As COVID-19 rumbles on and gets under the nerves, finances, materials pipelines and construction projects of all and sundry, even those with a fairly bulletproof outlook on the world are beginning to blanche. For many, works on construction projects are coming to a grinding halt, if not because of an inability to work in itself, because materials suppliers are no longer able to deliver. The focus in terms of potential claims has hinged heavily on force majeure – and indeed there may be some space for that. However, it’s not a magic cure all solution that will apply to all. So what can you do about it?

To recap, there is a lot of focus on COVID-19 being a force majeure event resulting in damages either in time and/or cost.  However, in itself, that may not be the case, as one of our construction claims consultants, David, highlights.

For example, if site staff and labour are struck down with COVID-19, thus preventing them from working, then COVID-19 may be considered as force majeure because it is the direct cause of time and cost impacts. However, if COVID-19 is not a direct cause of any damages, but more of an indirect cause, then other avenues need to be considered and the best thing that you can do at this stage is to be prepared.

● **Task instructions**:
Answer these questions from the text on COVID-19 and construction claims:
1. Besides an inability to work, what reason does the text give for works on construction projects coming to a halt?
2. Who highlights that COVID-19 may not in itself be a force majeure event?
3. When COVID-19 is an indirect cause of damages, what does the text call the best thing to do at this stage?

● **Supplied data**:
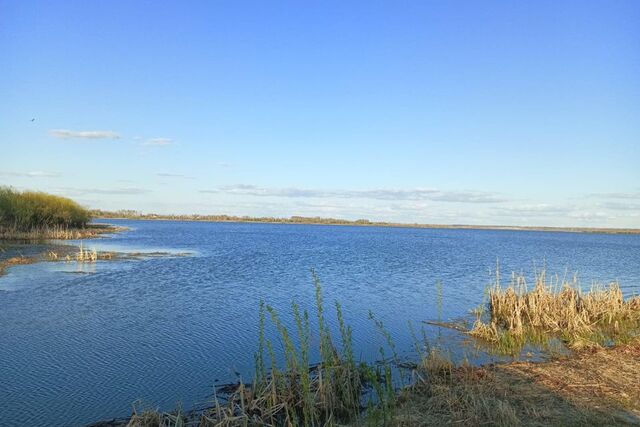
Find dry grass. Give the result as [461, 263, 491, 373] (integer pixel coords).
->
[0, 224, 126, 241]
[470, 271, 640, 349]
[392, 343, 640, 426]
[0, 256, 37, 275]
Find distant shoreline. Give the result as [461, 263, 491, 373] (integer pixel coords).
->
[93, 212, 640, 234]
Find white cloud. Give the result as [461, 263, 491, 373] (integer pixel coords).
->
[156, 172, 194, 179]
[0, 171, 61, 178]
[201, 184, 507, 203]
[142, 138, 173, 147]
[49, 129, 120, 139]
[57, 187, 151, 196]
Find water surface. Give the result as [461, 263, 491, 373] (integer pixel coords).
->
[0, 220, 640, 426]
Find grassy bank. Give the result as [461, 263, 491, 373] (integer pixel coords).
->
[89, 276, 640, 427]
[0, 187, 122, 240]
[470, 271, 640, 353]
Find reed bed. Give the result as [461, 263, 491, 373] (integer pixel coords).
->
[470, 271, 640, 351]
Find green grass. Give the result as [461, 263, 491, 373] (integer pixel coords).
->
[0, 187, 91, 232]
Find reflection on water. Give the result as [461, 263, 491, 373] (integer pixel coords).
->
[0, 221, 640, 425]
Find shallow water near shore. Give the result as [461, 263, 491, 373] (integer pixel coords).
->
[0, 220, 640, 426]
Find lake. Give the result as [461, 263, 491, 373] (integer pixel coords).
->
[0, 220, 640, 426]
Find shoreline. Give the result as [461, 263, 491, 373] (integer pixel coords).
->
[86, 340, 640, 427]
[94, 214, 640, 234]
[0, 223, 127, 242]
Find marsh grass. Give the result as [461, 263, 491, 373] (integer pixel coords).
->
[0, 187, 91, 232]
[190, 273, 395, 426]
[469, 270, 640, 353]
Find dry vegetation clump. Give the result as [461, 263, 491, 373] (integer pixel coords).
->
[470, 271, 640, 350]
[0, 187, 91, 232]
[0, 256, 36, 275]
[391, 342, 640, 427]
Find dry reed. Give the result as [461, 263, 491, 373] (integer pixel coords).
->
[470, 271, 640, 349]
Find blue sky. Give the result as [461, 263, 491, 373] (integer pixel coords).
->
[0, 0, 640, 227]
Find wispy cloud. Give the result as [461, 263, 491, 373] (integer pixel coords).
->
[58, 187, 151, 196]
[0, 171, 62, 178]
[156, 172, 194, 179]
[200, 184, 507, 203]
[49, 129, 120, 139]
[598, 202, 640, 212]
[142, 138, 173, 147]
[588, 191, 640, 200]
[493, 203, 575, 217]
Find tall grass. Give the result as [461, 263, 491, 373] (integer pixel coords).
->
[190, 273, 395, 427]
[0, 187, 91, 232]
[470, 270, 640, 351]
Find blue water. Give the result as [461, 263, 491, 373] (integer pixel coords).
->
[0, 220, 640, 426]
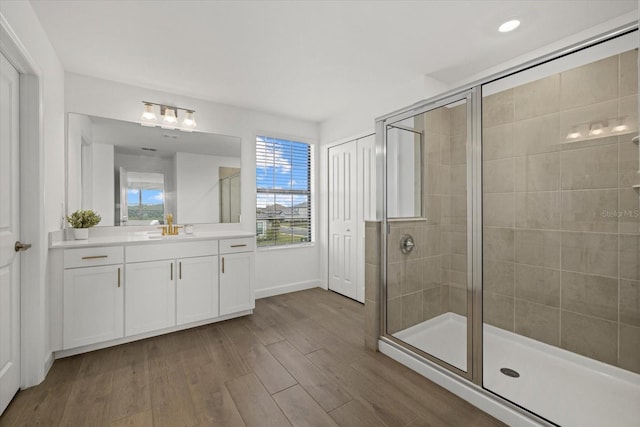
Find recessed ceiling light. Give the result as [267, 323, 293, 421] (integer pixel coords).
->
[498, 19, 520, 33]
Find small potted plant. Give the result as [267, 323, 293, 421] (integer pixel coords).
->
[67, 209, 102, 240]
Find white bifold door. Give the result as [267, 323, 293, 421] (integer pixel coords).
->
[329, 135, 375, 302]
[0, 51, 20, 414]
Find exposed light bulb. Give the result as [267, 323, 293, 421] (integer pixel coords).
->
[162, 107, 178, 129]
[140, 103, 158, 126]
[498, 19, 520, 33]
[182, 110, 197, 131]
[567, 126, 582, 139]
[589, 123, 604, 136]
[611, 118, 629, 132]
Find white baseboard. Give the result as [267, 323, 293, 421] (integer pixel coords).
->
[256, 279, 322, 299]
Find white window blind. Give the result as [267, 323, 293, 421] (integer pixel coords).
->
[256, 136, 311, 246]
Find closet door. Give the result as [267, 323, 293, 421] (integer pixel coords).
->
[329, 141, 358, 299]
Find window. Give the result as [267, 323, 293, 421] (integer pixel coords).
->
[256, 136, 311, 246]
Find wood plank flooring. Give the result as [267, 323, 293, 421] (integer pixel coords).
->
[0, 289, 504, 427]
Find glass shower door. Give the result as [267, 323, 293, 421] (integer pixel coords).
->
[385, 95, 471, 377]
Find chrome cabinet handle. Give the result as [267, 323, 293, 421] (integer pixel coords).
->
[13, 240, 31, 252]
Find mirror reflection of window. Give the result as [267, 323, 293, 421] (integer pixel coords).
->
[127, 172, 165, 225]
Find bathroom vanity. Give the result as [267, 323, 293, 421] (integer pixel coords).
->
[49, 231, 255, 358]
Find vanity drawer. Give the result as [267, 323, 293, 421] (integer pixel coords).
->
[126, 240, 218, 262]
[220, 237, 256, 254]
[64, 246, 124, 268]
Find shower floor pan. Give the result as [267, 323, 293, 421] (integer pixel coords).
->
[393, 313, 640, 427]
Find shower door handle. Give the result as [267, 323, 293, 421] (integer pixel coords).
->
[400, 234, 416, 254]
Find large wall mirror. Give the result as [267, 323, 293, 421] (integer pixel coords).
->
[67, 113, 240, 226]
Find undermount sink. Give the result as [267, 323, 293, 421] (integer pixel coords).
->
[147, 233, 196, 240]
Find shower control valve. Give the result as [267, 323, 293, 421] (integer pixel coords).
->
[400, 234, 416, 254]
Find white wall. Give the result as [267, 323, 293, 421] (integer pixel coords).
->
[90, 143, 115, 224]
[0, 1, 65, 386]
[65, 73, 326, 295]
[67, 114, 92, 212]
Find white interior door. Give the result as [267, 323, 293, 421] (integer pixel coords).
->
[0, 51, 20, 414]
[356, 135, 376, 302]
[329, 141, 358, 299]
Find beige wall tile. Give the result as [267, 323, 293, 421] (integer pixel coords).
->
[449, 286, 467, 316]
[364, 264, 380, 302]
[451, 134, 467, 165]
[387, 297, 402, 334]
[618, 135, 640, 188]
[387, 262, 404, 299]
[513, 74, 560, 120]
[515, 299, 560, 346]
[562, 189, 618, 233]
[619, 49, 638, 96]
[620, 234, 640, 280]
[482, 123, 513, 161]
[402, 291, 422, 329]
[561, 232, 618, 277]
[515, 229, 561, 268]
[482, 193, 516, 227]
[400, 259, 423, 295]
[516, 152, 560, 191]
[482, 89, 513, 128]
[560, 99, 618, 144]
[516, 264, 560, 307]
[561, 310, 618, 365]
[620, 323, 640, 374]
[422, 256, 443, 289]
[482, 158, 515, 194]
[446, 102, 467, 135]
[617, 188, 640, 234]
[620, 279, 640, 328]
[561, 144, 618, 190]
[560, 55, 618, 110]
[513, 114, 567, 156]
[613, 95, 638, 133]
[482, 292, 515, 332]
[482, 260, 516, 297]
[364, 301, 380, 351]
[483, 227, 514, 262]
[516, 191, 561, 229]
[562, 271, 618, 322]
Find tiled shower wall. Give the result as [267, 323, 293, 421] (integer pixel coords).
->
[387, 105, 467, 333]
[483, 50, 640, 372]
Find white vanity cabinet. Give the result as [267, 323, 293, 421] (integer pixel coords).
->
[176, 256, 219, 325]
[49, 232, 255, 358]
[62, 246, 124, 349]
[125, 240, 218, 336]
[220, 237, 255, 315]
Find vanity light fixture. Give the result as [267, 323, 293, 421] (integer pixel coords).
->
[589, 122, 604, 136]
[611, 117, 629, 132]
[498, 19, 520, 33]
[140, 101, 196, 132]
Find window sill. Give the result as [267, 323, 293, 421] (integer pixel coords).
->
[256, 242, 316, 252]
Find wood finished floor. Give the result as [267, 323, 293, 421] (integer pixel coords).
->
[0, 289, 504, 427]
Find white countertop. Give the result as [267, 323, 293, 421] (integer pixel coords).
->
[49, 230, 255, 249]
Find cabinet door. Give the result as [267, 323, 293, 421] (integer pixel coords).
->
[220, 252, 255, 316]
[125, 260, 176, 336]
[176, 256, 218, 325]
[63, 265, 124, 349]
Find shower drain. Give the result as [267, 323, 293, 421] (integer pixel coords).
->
[500, 368, 520, 378]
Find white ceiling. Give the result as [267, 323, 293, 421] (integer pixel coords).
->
[31, 0, 638, 122]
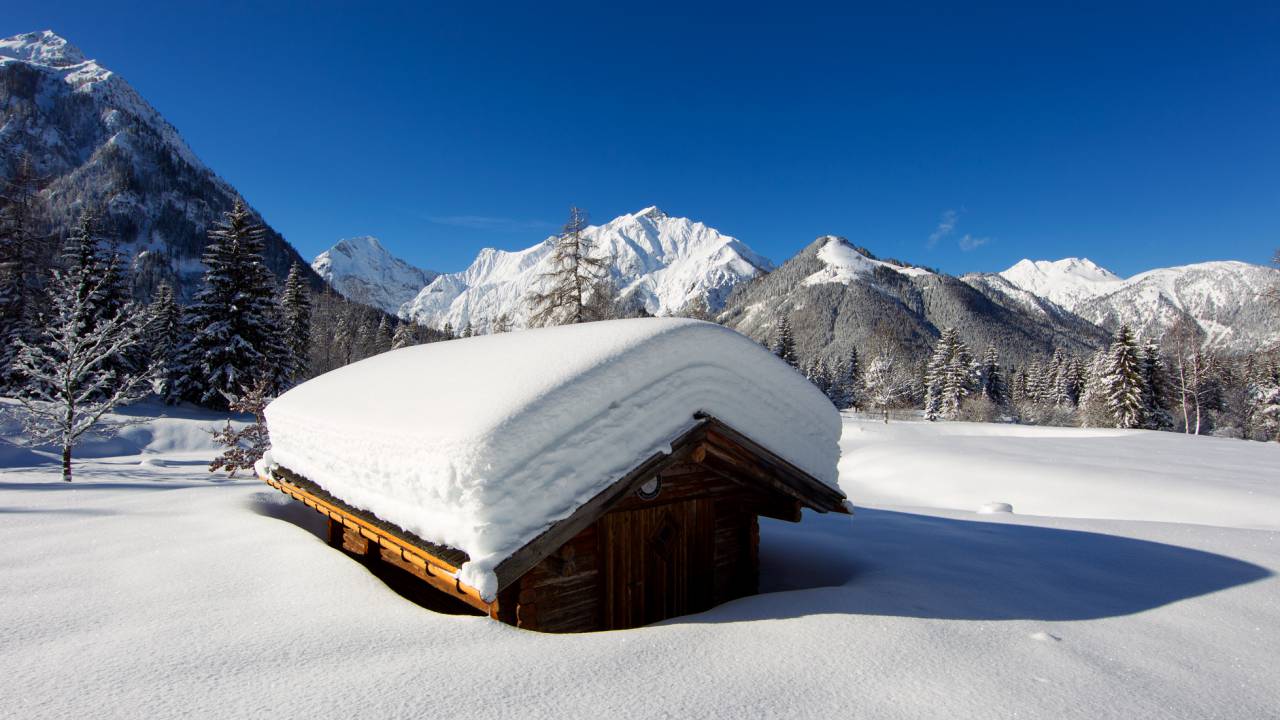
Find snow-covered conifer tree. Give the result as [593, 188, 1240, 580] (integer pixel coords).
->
[772, 313, 800, 370]
[1102, 325, 1147, 428]
[924, 328, 978, 420]
[1139, 340, 1172, 430]
[529, 208, 609, 327]
[863, 350, 911, 423]
[979, 343, 1009, 407]
[15, 260, 151, 482]
[392, 320, 417, 350]
[175, 200, 289, 409]
[280, 263, 311, 382]
[143, 283, 182, 397]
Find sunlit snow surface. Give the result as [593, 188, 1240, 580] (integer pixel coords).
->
[0, 399, 1280, 720]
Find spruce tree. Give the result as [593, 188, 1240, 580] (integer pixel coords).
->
[772, 313, 800, 370]
[924, 328, 978, 420]
[1102, 325, 1147, 428]
[1140, 340, 1172, 430]
[143, 283, 182, 397]
[280, 263, 311, 382]
[979, 343, 1007, 407]
[392, 320, 417, 350]
[175, 200, 289, 409]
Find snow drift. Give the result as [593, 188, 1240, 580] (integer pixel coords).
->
[266, 319, 841, 596]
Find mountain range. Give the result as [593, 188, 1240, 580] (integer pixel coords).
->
[0, 31, 1280, 361]
[0, 31, 320, 299]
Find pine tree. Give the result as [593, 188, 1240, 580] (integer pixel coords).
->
[1102, 325, 1147, 428]
[924, 328, 978, 420]
[145, 283, 182, 397]
[1140, 340, 1172, 430]
[529, 208, 609, 327]
[0, 156, 55, 389]
[15, 257, 151, 482]
[280, 263, 311, 382]
[392, 320, 417, 350]
[489, 313, 512, 334]
[175, 200, 289, 409]
[863, 350, 911, 423]
[979, 345, 1007, 407]
[772, 314, 800, 370]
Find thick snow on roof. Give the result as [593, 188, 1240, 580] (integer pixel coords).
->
[266, 319, 840, 594]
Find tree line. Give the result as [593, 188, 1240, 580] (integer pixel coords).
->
[771, 308, 1280, 441]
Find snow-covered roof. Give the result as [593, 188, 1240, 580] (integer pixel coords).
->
[266, 318, 840, 592]
[266, 318, 840, 592]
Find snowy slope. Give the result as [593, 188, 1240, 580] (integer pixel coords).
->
[0, 31, 319, 297]
[399, 208, 773, 331]
[311, 236, 440, 315]
[266, 318, 840, 597]
[988, 258, 1280, 351]
[1000, 258, 1124, 310]
[804, 236, 933, 284]
[0, 409, 1280, 720]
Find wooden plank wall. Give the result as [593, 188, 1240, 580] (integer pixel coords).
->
[516, 464, 777, 633]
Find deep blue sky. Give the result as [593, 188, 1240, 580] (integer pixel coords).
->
[0, 0, 1280, 275]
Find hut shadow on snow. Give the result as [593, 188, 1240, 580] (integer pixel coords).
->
[706, 509, 1271, 623]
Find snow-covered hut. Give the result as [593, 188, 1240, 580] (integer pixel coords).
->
[260, 319, 847, 632]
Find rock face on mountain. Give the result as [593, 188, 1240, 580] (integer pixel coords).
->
[0, 31, 319, 299]
[719, 236, 1106, 363]
[311, 236, 440, 315]
[964, 258, 1280, 352]
[399, 208, 773, 332]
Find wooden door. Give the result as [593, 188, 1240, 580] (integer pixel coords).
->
[600, 500, 714, 629]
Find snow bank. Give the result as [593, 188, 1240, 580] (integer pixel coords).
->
[840, 420, 1280, 529]
[266, 319, 841, 593]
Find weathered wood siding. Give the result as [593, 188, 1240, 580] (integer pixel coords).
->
[516, 464, 778, 632]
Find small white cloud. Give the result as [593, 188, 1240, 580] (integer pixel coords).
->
[428, 215, 557, 232]
[927, 210, 960, 247]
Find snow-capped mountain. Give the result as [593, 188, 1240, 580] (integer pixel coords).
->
[311, 236, 440, 315]
[718, 236, 1106, 364]
[964, 258, 1280, 351]
[1000, 258, 1124, 310]
[0, 31, 319, 297]
[399, 208, 773, 331]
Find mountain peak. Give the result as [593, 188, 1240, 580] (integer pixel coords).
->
[631, 205, 667, 220]
[0, 29, 87, 68]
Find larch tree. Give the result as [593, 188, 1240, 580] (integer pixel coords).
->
[529, 208, 611, 327]
[280, 263, 311, 382]
[175, 200, 288, 409]
[15, 249, 151, 482]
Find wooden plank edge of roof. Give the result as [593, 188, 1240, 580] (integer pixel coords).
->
[259, 474, 493, 612]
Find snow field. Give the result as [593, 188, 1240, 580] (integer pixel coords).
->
[0, 409, 1280, 720]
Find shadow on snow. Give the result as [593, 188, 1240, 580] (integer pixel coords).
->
[737, 509, 1271, 621]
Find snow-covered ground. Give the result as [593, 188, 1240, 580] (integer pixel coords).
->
[0, 406, 1280, 719]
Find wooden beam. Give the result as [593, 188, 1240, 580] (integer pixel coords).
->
[260, 475, 490, 612]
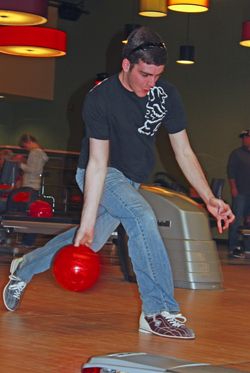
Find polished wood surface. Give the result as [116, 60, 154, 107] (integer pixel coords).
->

● **Solved exercise**:
1. Materials suppliers are no longer able to deliver.
2. David, one of their construction claims consultants.
3. Be prepared.